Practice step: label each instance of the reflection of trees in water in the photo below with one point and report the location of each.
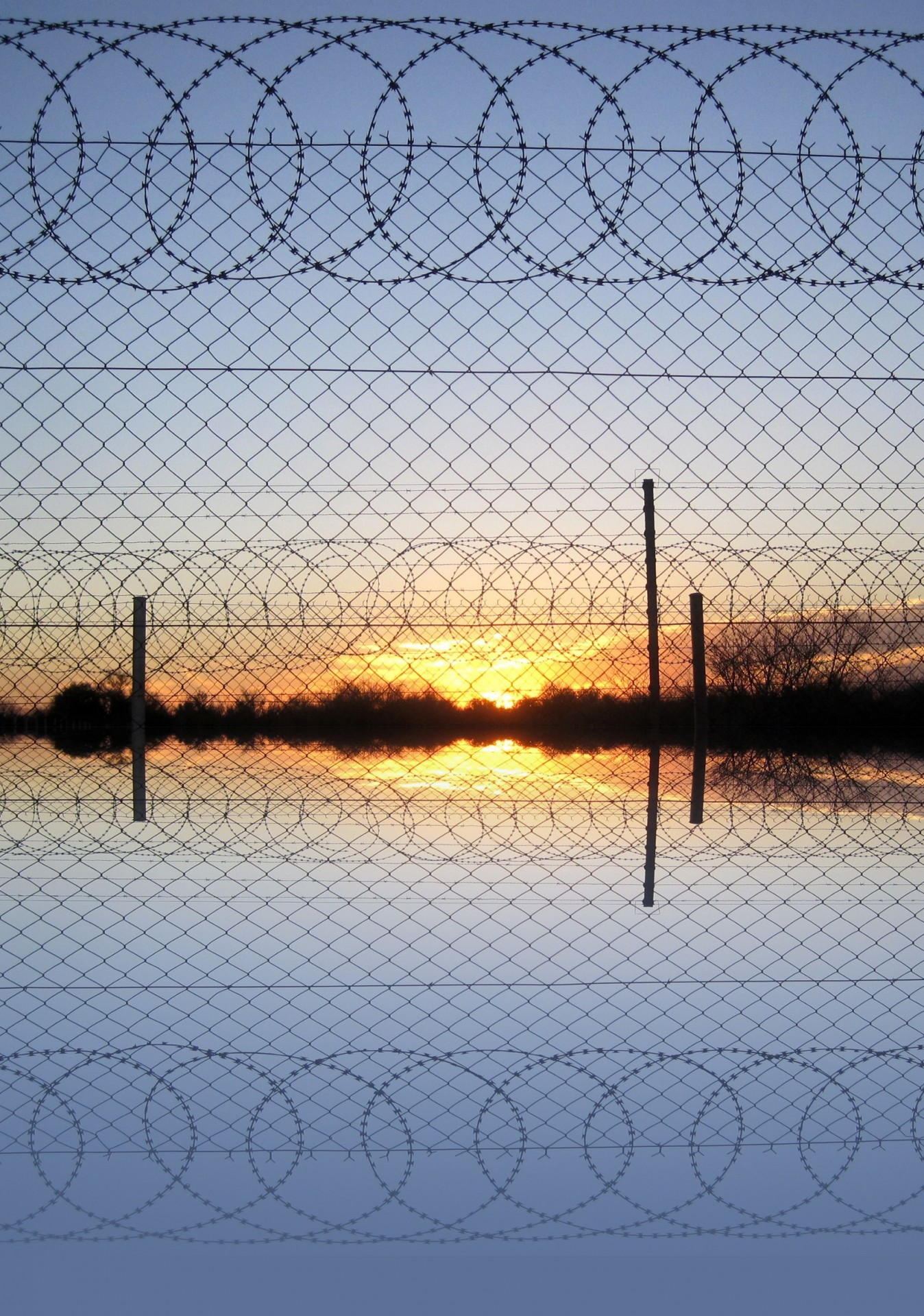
(783, 777)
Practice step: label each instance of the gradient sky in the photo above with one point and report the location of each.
(95, 1281)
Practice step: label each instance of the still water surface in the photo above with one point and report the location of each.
(415, 995)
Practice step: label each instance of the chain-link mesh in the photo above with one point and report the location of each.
(410, 377)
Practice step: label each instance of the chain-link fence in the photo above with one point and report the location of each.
(376, 396)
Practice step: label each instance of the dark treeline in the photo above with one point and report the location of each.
(87, 719)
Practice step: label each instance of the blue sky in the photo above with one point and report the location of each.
(107, 1281)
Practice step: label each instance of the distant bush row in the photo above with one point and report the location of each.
(88, 718)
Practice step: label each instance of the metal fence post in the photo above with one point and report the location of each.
(138, 682)
(652, 606)
(701, 727)
(652, 822)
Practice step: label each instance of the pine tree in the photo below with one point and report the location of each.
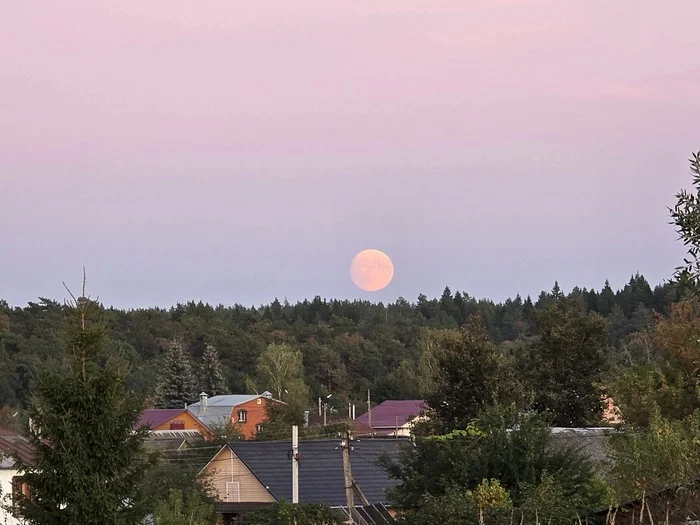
(212, 380)
(88, 462)
(606, 299)
(175, 388)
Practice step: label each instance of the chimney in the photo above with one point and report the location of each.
(203, 403)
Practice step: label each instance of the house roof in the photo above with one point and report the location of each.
(321, 478)
(387, 413)
(157, 416)
(218, 409)
(167, 444)
(216, 415)
(14, 445)
(230, 400)
(591, 442)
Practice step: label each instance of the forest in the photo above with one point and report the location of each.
(497, 377)
(346, 347)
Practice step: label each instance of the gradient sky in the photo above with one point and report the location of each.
(235, 151)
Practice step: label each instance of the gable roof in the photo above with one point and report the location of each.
(218, 409)
(385, 414)
(216, 415)
(157, 416)
(321, 478)
(14, 445)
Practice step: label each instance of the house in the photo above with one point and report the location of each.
(246, 412)
(166, 422)
(246, 475)
(393, 417)
(12, 446)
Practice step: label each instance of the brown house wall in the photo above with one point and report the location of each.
(232, 482)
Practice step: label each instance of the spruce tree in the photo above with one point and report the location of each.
(88, 462)
(176, 386)
(212, 380)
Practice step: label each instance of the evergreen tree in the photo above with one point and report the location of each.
(212, 380)
(175, 388)
(606, 299)
(88, 462)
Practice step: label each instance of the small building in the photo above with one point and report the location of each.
(246, 412)
(393, 417)
(246, 475)
(12, 446)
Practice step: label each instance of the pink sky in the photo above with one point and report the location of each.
(238, 151)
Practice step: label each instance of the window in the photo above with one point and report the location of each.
(233, 492)
(19, 487)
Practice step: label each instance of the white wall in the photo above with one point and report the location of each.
(6, 475)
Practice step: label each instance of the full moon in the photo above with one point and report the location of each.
(371, 270)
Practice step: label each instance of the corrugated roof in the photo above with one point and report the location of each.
(14, 445)
(228, 401)
(321, 477)
(213, 416)
(591, 442)
(157, 416)
(387, 413)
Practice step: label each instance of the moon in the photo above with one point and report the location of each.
(371, 270)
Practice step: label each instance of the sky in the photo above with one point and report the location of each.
(236, 151)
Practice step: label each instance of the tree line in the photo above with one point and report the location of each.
(346, 347)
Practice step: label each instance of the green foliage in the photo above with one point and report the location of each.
(176, 510)
(211, 375)
(284, 513)
(347, 346)
(501, 445)
(176, 384)
(280, 370)
(468, 375)
(567, 363)
(89, 464)
(666, 377)
(685, 216)
(664, 455)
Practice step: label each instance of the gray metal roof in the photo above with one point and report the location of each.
(213, 415)
(228, 401)
(591, 442)
(320, 468)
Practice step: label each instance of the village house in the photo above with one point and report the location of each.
(167, 422)
(246, 475)
(393, 417)
(246, 412)
(12, 445)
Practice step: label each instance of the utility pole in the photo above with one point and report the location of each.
(295, 464)
(369, 411)
(347, 472)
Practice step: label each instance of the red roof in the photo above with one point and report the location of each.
(392, 412)
(157, 416)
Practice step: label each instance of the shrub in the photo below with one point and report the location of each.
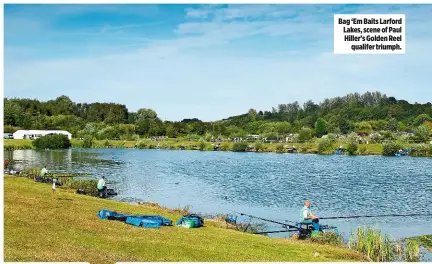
(202, 145)
(52, 142)
(390, 148)
(239, 147)
(422, 133)
(411, 252)
(305, 134)
(324, 145)
(279, 148)
(330, 238)
(363, 150)
(373, 244)
(421, 150)
(352, 145)
(141, 144)
(225, 146)
(259, 146)
(88, 142)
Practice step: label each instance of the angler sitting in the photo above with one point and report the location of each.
(306, 217)
(102, 189)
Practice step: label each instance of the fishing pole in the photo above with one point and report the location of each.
(365, 216)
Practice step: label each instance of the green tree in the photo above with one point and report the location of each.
(13, 113)
(283, 128)
(52, 142)
(352, 144)
(364, 128)
(320, 127)
(305, 134)
(422, 133)
(420, 119)
(252, 114)
(393, 125)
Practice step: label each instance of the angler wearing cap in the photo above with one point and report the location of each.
(307, 217)
(102, 189)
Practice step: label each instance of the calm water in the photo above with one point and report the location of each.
(268, 185)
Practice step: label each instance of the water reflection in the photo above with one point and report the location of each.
(269, 185)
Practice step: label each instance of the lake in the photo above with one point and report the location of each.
(268, 185)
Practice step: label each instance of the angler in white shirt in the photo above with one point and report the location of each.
(53, 187)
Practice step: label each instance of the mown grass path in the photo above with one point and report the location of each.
(39, 228)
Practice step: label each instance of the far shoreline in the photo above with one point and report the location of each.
(278, 148)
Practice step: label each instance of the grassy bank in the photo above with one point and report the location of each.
(424, 150)
(39, 228)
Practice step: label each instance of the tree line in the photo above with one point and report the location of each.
(361, 113)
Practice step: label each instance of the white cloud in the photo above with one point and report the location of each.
(169, 75)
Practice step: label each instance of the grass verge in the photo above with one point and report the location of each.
(66, 228)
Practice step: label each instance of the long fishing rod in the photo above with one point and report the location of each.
(365, 216)
(267, 220)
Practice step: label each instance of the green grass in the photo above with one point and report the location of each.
(66, 228)
(424, 241)
(307, 148)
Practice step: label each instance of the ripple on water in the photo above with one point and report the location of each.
(270, 185)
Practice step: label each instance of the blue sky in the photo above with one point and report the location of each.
(204, 61)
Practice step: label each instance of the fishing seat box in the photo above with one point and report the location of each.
(145, 223)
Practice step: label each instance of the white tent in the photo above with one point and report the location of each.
(33, 134)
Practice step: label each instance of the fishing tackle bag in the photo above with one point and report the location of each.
(191, 221)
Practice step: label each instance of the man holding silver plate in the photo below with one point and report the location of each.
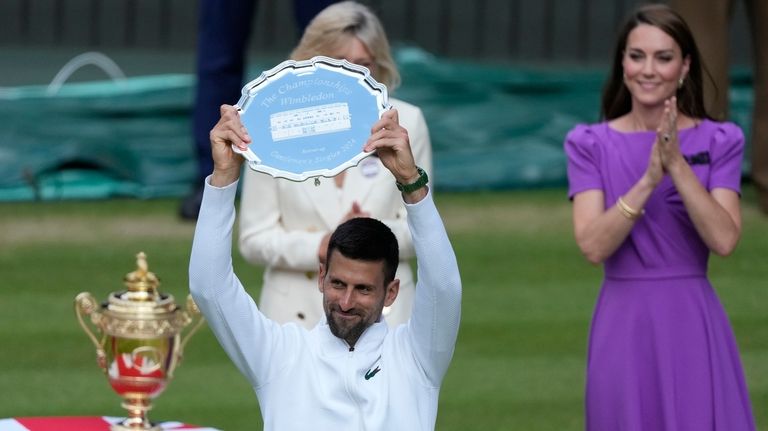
(351, 371)
(309, 118)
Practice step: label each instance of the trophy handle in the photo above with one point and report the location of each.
(86, 304)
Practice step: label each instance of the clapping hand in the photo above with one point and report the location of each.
(666, 136)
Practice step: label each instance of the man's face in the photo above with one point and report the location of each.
(354, 294)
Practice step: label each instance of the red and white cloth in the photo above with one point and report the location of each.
(80, 423)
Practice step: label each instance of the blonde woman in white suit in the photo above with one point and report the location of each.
(285, 225)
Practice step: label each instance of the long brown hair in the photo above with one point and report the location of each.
(617, 100)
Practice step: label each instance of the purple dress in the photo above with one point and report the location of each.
(662, 355)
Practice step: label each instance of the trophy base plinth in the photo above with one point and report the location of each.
(128, 427)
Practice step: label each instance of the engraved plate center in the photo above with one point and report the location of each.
(310, 121)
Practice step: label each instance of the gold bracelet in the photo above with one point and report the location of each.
(627, 211)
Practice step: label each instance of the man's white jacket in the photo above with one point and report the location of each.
(312, 380)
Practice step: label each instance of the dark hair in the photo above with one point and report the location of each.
(366, 239)
(617, 100)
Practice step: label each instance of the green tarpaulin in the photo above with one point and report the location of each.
(492, 127)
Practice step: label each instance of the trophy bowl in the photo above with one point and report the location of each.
(140, 340)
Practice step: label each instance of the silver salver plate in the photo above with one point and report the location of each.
(310, 118)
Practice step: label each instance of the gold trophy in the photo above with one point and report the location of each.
(141, 341)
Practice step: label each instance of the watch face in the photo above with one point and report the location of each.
(310, 118)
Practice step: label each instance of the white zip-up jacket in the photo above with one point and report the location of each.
(312, 380)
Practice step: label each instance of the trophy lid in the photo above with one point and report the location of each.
(141, 283)
(141, 299)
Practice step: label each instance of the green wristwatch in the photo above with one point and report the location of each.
(419, 183)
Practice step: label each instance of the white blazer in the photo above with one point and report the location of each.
(282, 223)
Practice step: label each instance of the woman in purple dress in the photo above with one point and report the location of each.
(655, 189)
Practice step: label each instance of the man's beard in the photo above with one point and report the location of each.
(346, 333)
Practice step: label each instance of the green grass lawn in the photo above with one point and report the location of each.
(519, 362)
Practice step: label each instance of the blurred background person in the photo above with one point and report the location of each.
(709, 21)
(285, 225)
(655, 189)
(224, 27)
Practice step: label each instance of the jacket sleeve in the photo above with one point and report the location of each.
(421, 144)
(263, 239)
(249, 338)
(434, 324)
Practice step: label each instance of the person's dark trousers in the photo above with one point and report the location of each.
(224, 28)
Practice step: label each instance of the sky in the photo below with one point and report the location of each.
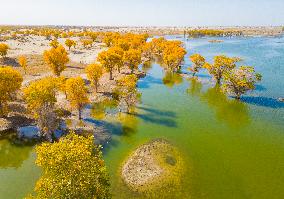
(143, 12)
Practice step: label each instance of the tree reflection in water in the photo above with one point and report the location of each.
(171, 79)
(13, 154)
(233, 112)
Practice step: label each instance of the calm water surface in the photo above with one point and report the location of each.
(232, 149)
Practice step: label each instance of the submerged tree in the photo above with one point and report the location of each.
(23, 63)
(77, 95)
(72, 168)
(10, 82)
(94, 73)
(109, 59)
(132, 58)
(126, 92)
(240, 80)
(41, 98)
(198, 61)
(221, 64)
(3, 50)
(56, 58)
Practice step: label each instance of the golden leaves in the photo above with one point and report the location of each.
(56, 58)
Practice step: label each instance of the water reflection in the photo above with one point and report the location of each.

## [Goal of the exercise]
What is needed is an exact copy of the lines from the one containing "Practice step: label each instance of the tree reflection" through the last line of the records above, both included.

## [Expected output]
Practice step: label each instance of the tree reflection in water in the photo above with one point and report the location of each.
(171, 79)
(13, 154)
(233, 112)
Practice step: label each instance of the calm water surface in the photo above with one point and report the location of each.
(232, 149)
Practice step: label each instance of the submerged tree in the photo above with one point and report the location of each.
(23, 63)
(77, 95)
(72, 168)
(10, 82)
(94, 73)
(109, 59)
(132, 58)
(126, 92)
(240, 80)
(41, 98)
(198, 61)
(221, 64)
(3, 50)
(56, 58)
Practice step: label each instance of the golden leaves in the photo above with one point and report the location of each.
(56, 58)
Practice step: label each instance of the water reflection in the photo above with one point and report the location of each.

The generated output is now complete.